• [Dataset records]:
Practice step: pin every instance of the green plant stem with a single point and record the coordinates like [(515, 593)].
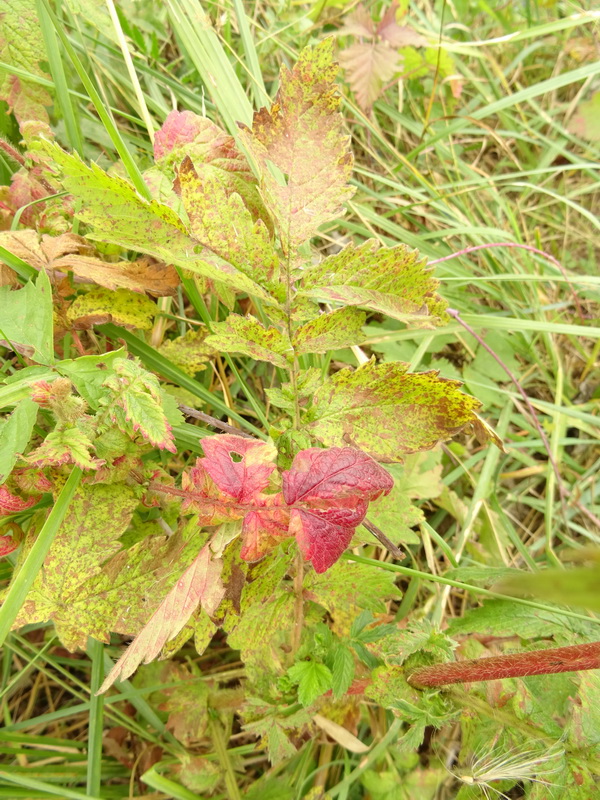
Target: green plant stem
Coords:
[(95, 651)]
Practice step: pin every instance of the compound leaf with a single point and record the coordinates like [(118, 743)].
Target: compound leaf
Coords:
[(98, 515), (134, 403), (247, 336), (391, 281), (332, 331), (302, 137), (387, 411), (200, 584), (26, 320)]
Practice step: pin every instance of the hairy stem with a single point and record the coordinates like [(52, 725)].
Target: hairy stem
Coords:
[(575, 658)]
---
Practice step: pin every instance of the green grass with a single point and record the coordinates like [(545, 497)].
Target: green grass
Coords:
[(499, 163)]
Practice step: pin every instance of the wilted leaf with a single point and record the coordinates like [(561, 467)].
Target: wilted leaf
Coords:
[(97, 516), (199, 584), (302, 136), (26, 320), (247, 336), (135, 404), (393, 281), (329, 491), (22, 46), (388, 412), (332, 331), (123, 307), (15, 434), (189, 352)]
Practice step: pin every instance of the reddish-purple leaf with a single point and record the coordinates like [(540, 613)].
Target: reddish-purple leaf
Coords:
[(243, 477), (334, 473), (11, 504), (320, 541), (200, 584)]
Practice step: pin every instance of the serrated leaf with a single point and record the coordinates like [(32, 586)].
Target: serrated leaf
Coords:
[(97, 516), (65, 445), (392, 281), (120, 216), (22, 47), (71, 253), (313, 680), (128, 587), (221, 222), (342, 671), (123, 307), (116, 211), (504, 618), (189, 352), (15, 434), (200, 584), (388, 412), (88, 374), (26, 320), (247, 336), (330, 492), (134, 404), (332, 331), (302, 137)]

• [The task]: Report how many lines of the data above contain the string "leaf", treating uppercase and lowercase as different. Give only the number.

• [Written response]: 8